YOUR TASK => Arrange the listing below as a Markdown table with two columns, No. and Text: each non-blank line gets its row number and its own text. Cover only the stretch from the beginning of the listing through the line containing "288), (306, 367)]", with both ends included.

EXTRACTED INFORMATION =>
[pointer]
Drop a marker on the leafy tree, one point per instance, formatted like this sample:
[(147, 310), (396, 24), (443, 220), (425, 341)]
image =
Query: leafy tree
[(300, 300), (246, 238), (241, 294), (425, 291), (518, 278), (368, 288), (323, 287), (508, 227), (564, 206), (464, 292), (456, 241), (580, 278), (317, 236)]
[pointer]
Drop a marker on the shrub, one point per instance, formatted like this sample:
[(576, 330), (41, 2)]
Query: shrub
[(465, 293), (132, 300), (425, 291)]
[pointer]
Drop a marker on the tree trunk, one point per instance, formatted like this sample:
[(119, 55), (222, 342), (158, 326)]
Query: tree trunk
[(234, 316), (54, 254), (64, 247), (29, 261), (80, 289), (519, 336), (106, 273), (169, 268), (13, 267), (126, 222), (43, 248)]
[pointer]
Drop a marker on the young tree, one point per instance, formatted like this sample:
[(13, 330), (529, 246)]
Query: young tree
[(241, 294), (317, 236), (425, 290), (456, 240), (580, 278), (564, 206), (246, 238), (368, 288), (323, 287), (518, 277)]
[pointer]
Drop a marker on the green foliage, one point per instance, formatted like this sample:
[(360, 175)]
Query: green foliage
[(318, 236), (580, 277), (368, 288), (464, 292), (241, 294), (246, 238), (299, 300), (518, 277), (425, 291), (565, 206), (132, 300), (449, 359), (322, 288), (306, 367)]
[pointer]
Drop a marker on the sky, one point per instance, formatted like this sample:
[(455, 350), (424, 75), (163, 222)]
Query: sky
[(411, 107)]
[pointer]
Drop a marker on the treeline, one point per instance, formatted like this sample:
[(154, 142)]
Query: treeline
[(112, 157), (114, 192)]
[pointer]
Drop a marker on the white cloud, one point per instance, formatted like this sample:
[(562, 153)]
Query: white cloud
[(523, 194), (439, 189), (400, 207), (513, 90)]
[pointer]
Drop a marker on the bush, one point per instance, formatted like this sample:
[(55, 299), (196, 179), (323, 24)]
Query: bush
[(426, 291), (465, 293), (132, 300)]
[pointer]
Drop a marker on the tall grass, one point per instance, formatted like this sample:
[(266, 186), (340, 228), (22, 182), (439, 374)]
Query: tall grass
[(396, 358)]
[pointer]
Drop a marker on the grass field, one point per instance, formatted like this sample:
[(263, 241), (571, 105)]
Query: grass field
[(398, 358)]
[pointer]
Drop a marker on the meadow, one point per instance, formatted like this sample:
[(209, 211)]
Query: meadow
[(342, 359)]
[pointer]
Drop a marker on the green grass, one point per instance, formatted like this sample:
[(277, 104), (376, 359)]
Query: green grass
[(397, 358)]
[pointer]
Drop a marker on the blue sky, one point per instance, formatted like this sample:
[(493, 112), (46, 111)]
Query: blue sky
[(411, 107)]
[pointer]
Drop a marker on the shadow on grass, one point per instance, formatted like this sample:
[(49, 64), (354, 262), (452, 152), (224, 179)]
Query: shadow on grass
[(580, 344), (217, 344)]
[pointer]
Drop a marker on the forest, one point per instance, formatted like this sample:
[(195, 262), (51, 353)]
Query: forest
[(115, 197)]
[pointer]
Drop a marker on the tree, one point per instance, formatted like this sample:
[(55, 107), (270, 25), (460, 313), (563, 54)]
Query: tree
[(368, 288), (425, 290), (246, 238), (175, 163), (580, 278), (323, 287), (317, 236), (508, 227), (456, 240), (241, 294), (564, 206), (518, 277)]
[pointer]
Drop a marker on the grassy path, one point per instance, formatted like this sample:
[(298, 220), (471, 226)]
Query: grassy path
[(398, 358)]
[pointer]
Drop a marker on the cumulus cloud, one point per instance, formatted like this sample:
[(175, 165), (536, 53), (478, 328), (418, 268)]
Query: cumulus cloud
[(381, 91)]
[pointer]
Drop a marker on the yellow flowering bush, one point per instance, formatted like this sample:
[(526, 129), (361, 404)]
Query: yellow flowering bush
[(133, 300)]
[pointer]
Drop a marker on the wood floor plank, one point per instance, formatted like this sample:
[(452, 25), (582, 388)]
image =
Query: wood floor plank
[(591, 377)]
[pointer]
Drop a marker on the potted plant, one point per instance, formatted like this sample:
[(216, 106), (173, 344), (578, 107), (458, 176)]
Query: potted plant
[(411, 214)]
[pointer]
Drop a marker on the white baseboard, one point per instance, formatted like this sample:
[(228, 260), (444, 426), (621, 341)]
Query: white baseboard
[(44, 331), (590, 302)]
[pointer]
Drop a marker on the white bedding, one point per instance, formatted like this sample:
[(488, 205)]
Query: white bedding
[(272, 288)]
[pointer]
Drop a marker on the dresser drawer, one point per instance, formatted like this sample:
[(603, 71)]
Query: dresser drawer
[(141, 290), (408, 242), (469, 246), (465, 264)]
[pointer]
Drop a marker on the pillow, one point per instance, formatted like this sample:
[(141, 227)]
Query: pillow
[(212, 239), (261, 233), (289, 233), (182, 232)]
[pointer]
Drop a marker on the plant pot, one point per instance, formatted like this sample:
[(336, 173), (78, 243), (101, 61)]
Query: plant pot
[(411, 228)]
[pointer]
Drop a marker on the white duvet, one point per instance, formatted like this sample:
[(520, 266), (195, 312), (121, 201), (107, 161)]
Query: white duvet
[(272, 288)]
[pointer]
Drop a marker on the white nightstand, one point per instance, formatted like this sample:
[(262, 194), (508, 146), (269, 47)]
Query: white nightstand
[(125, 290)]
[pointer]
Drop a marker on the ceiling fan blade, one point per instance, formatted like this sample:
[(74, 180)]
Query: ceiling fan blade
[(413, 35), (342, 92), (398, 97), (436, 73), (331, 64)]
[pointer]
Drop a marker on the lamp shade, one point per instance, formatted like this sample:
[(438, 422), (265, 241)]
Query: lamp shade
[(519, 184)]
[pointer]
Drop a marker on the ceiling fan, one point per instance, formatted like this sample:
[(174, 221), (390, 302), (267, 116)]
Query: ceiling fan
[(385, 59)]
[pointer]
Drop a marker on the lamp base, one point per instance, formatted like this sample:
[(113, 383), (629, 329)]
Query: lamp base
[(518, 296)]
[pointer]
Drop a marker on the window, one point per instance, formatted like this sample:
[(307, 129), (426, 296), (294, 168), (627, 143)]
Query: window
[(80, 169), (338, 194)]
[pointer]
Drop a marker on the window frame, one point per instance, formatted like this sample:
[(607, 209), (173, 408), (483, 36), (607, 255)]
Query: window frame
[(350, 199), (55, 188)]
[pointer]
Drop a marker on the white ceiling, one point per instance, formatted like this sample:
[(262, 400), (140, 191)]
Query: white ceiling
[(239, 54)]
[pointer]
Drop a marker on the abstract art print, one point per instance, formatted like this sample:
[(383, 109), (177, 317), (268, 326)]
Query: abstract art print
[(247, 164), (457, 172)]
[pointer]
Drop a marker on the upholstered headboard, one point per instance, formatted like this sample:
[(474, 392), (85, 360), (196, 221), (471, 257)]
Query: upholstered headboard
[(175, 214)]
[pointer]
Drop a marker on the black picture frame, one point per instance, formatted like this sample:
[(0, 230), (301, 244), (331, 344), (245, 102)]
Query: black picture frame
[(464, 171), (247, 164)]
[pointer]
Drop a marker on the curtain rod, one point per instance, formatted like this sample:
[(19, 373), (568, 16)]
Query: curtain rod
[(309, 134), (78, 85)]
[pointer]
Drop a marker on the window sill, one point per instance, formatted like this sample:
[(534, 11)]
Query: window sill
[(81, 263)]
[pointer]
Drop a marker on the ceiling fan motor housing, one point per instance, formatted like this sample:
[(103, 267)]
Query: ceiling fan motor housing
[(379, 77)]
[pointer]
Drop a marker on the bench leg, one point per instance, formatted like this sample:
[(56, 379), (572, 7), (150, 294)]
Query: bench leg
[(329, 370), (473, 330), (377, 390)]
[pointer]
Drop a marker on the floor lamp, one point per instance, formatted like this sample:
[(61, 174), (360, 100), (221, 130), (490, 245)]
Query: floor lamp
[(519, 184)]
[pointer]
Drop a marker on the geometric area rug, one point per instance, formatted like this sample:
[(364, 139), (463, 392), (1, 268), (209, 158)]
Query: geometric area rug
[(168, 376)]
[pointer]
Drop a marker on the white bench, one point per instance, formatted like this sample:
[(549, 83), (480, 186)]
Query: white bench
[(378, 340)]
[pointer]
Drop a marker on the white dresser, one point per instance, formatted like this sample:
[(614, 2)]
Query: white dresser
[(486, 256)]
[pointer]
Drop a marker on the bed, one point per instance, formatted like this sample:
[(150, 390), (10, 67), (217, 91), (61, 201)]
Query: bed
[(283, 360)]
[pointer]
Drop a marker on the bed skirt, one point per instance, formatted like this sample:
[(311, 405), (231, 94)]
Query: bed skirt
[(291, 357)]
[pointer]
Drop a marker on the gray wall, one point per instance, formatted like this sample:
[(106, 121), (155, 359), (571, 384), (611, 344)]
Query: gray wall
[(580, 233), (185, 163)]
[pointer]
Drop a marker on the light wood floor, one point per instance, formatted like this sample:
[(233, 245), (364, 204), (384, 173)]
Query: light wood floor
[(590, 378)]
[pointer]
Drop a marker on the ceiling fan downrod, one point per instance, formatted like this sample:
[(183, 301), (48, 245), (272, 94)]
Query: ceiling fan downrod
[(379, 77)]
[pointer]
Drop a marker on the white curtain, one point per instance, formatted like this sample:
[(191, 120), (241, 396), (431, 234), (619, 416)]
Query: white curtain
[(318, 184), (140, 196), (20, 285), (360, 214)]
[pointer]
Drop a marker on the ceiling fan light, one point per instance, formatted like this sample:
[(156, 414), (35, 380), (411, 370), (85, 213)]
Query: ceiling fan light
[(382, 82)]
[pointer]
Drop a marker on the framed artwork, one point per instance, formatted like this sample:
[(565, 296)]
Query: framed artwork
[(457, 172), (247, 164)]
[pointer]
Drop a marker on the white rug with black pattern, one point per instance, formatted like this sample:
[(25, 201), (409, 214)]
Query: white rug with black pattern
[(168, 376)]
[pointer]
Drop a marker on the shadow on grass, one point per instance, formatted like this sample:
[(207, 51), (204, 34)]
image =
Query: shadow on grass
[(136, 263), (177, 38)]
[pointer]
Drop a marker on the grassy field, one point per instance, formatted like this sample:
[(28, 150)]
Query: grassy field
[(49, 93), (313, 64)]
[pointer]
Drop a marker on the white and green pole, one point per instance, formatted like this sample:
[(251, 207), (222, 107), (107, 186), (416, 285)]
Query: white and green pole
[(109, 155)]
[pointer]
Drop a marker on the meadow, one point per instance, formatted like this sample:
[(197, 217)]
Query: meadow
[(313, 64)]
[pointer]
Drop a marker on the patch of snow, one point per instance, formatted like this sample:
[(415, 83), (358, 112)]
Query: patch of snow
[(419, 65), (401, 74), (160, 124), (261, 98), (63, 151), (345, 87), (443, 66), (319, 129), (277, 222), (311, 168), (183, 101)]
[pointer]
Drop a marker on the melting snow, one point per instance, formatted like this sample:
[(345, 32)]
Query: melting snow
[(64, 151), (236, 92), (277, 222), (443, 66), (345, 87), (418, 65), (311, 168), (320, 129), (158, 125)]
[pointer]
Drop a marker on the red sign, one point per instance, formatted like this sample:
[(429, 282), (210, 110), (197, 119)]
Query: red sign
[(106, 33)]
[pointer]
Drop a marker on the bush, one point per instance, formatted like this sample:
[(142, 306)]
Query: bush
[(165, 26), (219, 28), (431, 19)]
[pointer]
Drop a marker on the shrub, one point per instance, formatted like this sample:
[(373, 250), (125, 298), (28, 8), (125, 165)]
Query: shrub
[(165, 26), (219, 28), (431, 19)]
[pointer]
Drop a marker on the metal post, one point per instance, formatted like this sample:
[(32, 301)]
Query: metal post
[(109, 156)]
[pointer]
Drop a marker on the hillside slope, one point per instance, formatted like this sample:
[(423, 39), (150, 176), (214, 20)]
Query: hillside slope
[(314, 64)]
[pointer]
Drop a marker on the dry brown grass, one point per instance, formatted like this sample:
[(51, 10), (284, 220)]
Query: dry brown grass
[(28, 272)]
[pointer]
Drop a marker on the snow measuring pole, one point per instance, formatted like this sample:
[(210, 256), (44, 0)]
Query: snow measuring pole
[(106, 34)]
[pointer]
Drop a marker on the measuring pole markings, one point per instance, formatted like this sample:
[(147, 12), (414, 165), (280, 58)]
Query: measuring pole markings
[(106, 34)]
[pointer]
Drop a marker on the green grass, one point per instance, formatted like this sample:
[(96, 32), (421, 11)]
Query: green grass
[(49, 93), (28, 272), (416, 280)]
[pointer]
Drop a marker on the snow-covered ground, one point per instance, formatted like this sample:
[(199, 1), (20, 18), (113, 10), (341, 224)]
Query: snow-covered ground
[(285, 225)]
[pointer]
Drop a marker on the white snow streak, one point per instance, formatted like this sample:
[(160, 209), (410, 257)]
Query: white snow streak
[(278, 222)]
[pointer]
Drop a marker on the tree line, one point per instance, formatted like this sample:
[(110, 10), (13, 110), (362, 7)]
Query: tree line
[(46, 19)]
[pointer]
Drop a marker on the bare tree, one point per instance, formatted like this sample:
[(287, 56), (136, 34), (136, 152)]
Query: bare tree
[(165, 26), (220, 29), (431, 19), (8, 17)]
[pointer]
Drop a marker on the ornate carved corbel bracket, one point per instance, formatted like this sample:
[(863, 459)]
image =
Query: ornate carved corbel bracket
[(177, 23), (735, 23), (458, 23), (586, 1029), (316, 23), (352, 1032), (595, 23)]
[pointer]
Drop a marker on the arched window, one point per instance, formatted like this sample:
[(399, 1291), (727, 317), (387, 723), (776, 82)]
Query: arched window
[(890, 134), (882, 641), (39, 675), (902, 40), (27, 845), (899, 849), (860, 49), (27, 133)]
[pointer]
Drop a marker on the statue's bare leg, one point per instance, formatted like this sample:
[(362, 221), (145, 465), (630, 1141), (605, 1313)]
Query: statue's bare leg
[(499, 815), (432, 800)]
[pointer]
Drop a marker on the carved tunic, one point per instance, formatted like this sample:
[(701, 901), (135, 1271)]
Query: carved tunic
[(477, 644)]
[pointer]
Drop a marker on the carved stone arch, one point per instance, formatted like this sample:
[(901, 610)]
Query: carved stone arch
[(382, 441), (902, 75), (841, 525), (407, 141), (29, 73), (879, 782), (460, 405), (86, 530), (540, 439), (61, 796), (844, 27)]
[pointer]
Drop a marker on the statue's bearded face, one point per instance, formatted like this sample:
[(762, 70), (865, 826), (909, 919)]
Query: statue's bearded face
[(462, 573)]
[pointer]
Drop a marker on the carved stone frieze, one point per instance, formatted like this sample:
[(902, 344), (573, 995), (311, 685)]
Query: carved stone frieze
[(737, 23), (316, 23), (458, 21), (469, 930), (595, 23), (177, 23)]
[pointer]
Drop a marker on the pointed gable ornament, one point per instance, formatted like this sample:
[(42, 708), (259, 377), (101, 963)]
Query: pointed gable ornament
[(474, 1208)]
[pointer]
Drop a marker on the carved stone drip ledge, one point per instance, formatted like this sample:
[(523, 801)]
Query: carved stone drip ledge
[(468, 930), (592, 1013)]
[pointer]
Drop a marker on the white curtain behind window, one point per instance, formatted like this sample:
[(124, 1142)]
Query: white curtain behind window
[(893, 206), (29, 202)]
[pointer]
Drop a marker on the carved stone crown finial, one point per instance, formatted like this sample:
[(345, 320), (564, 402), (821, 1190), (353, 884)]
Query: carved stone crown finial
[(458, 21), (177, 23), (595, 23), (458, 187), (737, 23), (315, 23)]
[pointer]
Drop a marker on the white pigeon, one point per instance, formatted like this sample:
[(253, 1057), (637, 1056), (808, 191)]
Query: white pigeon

RESULT OF THIS EXERCISE =>
| No. | Text |
|---|---|
| 1 | [pointer] |
| 2 | Drop a marker on the leafy tree, one point per instance, formatted like this sample: |
| 3 | [(147, 310), (396, 24), (443, 220), (425, 341)] |
| 4 | image = |
| 5 | Query: leafy tree |
| 6 | [(300, 300), (246, 238), (241, 294), (425, 291), (518, 278), (368, 288), (323, 287), (508, 227), (564, 206), (464, 292), (456, 241), (580, 278), (317, 236)] |
| 7 | [pointer] |
| 8 | Drop a marker on the shrub, one point per instance, formatted like this sample: |
| 9 | [(576, 330), (41, 2)] |
| 10 | Query: shrub |
| 11 | [(465, 293), (132, 300), (425, 291)] |
| 12 | [pointer] |
| 13 | Drop a marker on the tree trunk, one point per instance, formatted like this sample: |
| 14 | [(119, 55), (222, 342), (158, 326)] |
| 15 | Query: tree trunk |
| 16 | [(234, 316), (54, 254), (64, 247), (29, 261), (80, 289), (519, 336), (106, 273), (169, 268), (13, 267), (126, 222), (43, 248)] |
| 17 | [pointer] |
| 18 | Drop a marker on the young tree, one point per instance, formatted like this sample: |
| 19 | [(13, 330), (529, 246)] |
| 20 | Query: young tree |
| 21 | [(241, 294), (317, 236), (425, 290), (456, 240), (580, 278), (564, 206), (246, 238), (368, 288), (323, 287), (518, 277)] |
| 22 | [pointer] |
| 23 | Drop a marker on the green foliage, one point per instance, formatted like this sample: |
| 24 | [(360, 175)] |
| 25 | Query: green foliage |
| 26 | [(318, 236), (580, 277), (368, 288), (464, 292), (241, 294), (246, 238), (299, 300), (518, 277), (425, 291), (565, 206), (132, 300), (449, 359), (322, 288), (306, 367)] |